### Objective
Copy out the listing below in full, requests included and pictures left out, multiplying the x and y coordinates of each answer point by 2.45 and rounding to whole numbers, with halves rounded up. Leave the sample points in the requests unchanged.

### Record extracts
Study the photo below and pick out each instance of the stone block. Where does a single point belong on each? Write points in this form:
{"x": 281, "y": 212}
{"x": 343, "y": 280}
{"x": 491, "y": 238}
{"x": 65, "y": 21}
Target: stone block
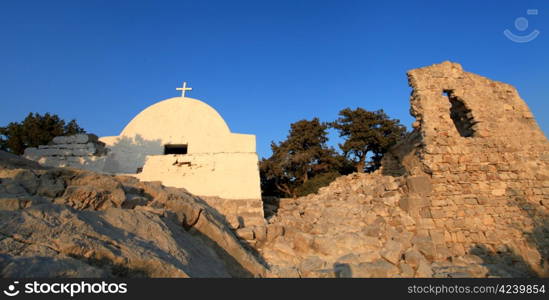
{"x": 420, "y": 185}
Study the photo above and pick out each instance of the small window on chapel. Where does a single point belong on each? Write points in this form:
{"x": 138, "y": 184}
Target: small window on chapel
{"x": 175, "y": 149}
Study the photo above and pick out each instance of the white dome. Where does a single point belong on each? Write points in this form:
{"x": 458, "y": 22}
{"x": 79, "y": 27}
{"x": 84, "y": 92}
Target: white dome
{"x": 177, "y": 120}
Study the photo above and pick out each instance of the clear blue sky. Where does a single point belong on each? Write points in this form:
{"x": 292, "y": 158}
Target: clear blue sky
{"x": 261, "y": 64}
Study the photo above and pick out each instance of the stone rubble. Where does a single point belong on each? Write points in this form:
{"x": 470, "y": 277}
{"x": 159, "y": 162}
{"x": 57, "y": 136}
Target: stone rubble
{"x": 464, "y": 195}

### Result of the task
Study the photo below and pick out each instance of the stone block. Where does a single point belong on each? Write points in this form:
{"x": 281, "y": 212}
{"x": 343, "y": 280}
{"x": 491, "y": 238}
{"x": 65, "y": 21}
Target: stone block
{"x": 1029, "y": 453}
Study the photo above and pick out each instance of the small window on chapel. Where does a single point belong on each? Write points in this form:
{"x": 138, "y": 184}
Target: small window on chapel
{"x": 429, "y": 365}
Study the photo above and pick out each instance of the white dome. Where does a single point belong on each? Write points in this form:
{"x": 458, "y": 22}
{"x": 79, "y": 27}
{"x": 84, "y": 92}
Target: white dome
{"x": 434, "y": 294}
Study the photo above and pick out each instance of the clear blue sky. Where does a single point belong on each? Write points in this form:
{"x": 292, "y": 158}
Target: clear blue sky
{"x": 639, "y": 157}
Study the photo above and pick out each instance of the stone rubble. Where does a single point belong on each? Write points in this form:
{"x": 470, "y": 277}
{"x": 159, "y": 162}
{"x": 57, "y": 136}
Target: stone rubble
{"x": 1137, "y": 478}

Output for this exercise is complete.